START The input

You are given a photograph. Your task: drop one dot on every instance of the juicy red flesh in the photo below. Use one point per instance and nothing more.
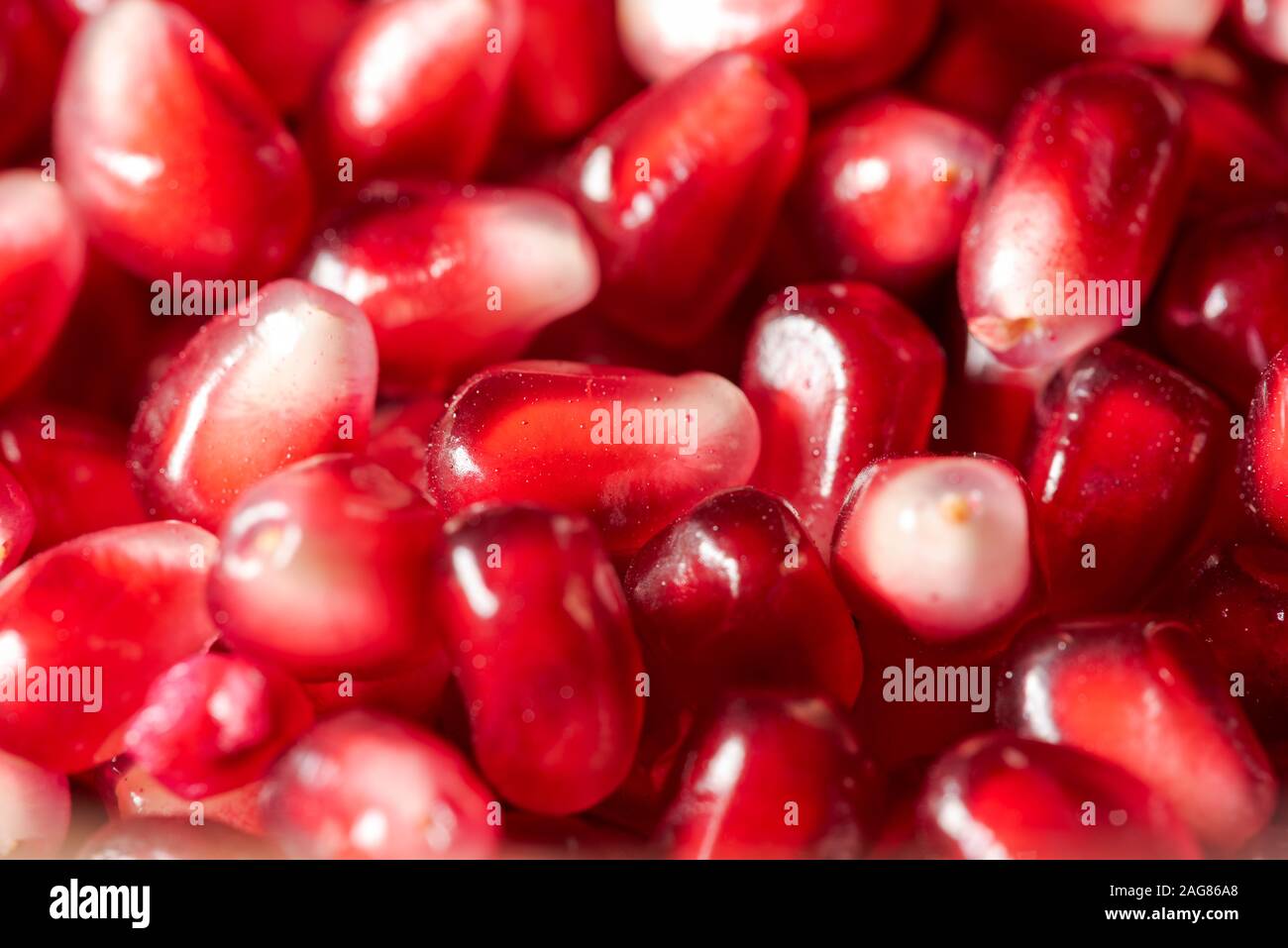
(515, 433)
(837, 375)
(338, 523)
(537, 627)
(1003, 797)
(1145, 695)
(364, 786)
(687, 171)
(1126, 454)
(214, 723)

END The input

Work to be completed
Could you copy the lines above word for word, omitting the picture?

Solved exercise
You are given a photograph. Your task: drop one dot on every instance of the juicy red flesh in the photo below. Use one point per instance and nothing more.
(515, 433)
(837, 375)
(338, 523)
(537, 627)
(1003, 797)
(1145, 695)
(364, 786)
(687, 171)
(1126, 454)
(214, 723)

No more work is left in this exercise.